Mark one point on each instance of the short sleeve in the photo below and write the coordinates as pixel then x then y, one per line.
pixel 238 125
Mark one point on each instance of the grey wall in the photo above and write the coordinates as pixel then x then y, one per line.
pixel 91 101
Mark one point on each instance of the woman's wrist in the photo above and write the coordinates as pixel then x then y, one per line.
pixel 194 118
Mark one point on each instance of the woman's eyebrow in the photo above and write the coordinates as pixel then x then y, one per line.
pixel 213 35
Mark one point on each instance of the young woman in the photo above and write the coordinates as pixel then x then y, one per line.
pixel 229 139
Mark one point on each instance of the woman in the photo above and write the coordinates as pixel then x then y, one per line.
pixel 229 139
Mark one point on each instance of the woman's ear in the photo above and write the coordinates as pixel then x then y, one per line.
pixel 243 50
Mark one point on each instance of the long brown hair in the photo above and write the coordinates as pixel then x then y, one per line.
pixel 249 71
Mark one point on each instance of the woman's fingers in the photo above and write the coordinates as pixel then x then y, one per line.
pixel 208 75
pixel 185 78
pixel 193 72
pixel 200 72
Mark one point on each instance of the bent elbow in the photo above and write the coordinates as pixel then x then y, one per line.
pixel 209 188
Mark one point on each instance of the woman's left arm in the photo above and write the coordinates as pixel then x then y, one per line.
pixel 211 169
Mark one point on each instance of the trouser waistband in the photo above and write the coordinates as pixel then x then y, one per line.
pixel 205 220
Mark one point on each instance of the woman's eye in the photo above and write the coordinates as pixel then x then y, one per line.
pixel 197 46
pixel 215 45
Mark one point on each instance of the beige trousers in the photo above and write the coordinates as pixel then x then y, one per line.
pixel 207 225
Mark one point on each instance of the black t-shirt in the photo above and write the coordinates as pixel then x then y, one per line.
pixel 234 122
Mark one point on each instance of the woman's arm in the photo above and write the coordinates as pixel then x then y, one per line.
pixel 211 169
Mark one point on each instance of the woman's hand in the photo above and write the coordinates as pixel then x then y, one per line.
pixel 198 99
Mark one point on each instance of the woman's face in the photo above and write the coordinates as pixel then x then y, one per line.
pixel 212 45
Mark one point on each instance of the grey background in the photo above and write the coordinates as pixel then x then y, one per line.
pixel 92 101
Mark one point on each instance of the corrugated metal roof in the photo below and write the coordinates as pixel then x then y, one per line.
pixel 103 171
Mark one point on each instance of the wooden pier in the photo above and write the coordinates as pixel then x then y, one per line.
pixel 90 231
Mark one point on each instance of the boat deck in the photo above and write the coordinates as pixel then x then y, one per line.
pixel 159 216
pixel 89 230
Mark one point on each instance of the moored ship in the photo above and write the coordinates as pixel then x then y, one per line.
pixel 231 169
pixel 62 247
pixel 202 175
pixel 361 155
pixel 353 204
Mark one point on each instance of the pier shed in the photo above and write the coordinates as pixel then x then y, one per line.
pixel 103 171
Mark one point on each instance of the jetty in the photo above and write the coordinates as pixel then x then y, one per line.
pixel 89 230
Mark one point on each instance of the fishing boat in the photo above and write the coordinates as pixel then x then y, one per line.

Problem requirements
This exercise calls for the lines from the one holding "Mark one point on each instance of the pier" through the end of the entries, transcribed exactly and with nothing more.

Your solution
Mark one point on each instance of the pier shed in the photo above and write the coordinates as pixel then x then y, one per line.
pixel 103 171
Mark one point on each instance of the jetty in the photo above and write the coordinates as pixel then x then y, one per line.
pixel 89 230
Mark one point on each instance of the fishing boat in the photo above and write the coordinates as pixel then x then y, one per line.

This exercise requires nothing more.